→ **ENTRIES PROVIDED**
━━━━━━

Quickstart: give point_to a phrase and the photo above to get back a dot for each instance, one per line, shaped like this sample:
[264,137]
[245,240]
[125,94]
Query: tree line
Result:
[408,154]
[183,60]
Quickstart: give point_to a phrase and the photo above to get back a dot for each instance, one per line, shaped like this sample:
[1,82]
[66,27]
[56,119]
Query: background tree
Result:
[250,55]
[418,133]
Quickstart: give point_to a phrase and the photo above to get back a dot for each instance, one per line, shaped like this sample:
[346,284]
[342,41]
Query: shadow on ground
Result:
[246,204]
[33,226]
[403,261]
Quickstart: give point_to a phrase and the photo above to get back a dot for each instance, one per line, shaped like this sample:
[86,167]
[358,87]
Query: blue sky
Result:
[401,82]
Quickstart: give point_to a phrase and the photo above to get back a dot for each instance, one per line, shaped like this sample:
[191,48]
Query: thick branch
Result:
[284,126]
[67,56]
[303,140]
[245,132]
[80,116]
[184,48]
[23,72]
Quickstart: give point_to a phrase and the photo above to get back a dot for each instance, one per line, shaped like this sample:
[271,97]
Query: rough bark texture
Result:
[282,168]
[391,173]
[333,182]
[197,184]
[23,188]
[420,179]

━━━━━━

→ **PROBLEM DESCRIPTION**
Format every line of the rows above as a JSON array of strings, with one string per line and blank lines omitted.

→ **TASK SOLUTION**
[
  "Quickstart: give point_to a phrase and the photo above to get back a dot for each instance, one per line, shaped like this sample:",
  "[264,137]",
  "[245,240]",
  "[125,94]",
  "Query: tree line",
  "Result:",
  "[408,154]",
  "[183,60]",
  "Quickstart: give point_to a phrase and the photo above to get back a dot for each instance, one per line, shaped like this sample:",
  "[1,82]",
  "[66,27]",
  "[56,119]",
  "Query: background tree",
  "Result:",
  "[250,55]",
  "[418,133]",
  "Quickstart: give point_to a phrase and the photo above to get back a dot for each instance, one per line, shaped like this sample:",
  "[346,284]",
  "[342,41]",
  "Query: shadow on ground",
  "Result:",
  "[246,204]",
  "[33,226]",
  "[403,261]",
  "Quickstart: give point_to a phrase and the photo above to get back a dot for each instance, one per line, shaped like this sample:",
  "[86,167]",
  "[358,87]",
  "Query: blue sky",
  "Result:",
  "[401,82]",
  "Quickstart: give point_to a phrase and the photo above to get back a dot for each instance, one per line, shaped like this sample:",
  "[191,48]",
  "Query: thick branch",
  "Result:",
  "[284,126]",
  "[67,56]",
  "[303,140]",
  "[245,132]",
  "[80,116]",
  "[184,48]",
  "[23,72]",
  "Quickstart: give point_to a phrase and the photo above to get back a dot for each instance, one per line, shaped like this sample:",
  "[271,97]",
  "Query: rough bark texture",
  "Result:",
  "[282,168]",
  "[391,173]",
  "[333,182]",
  "[197,184]",
  "[23,188]",
  "[420,179]"
]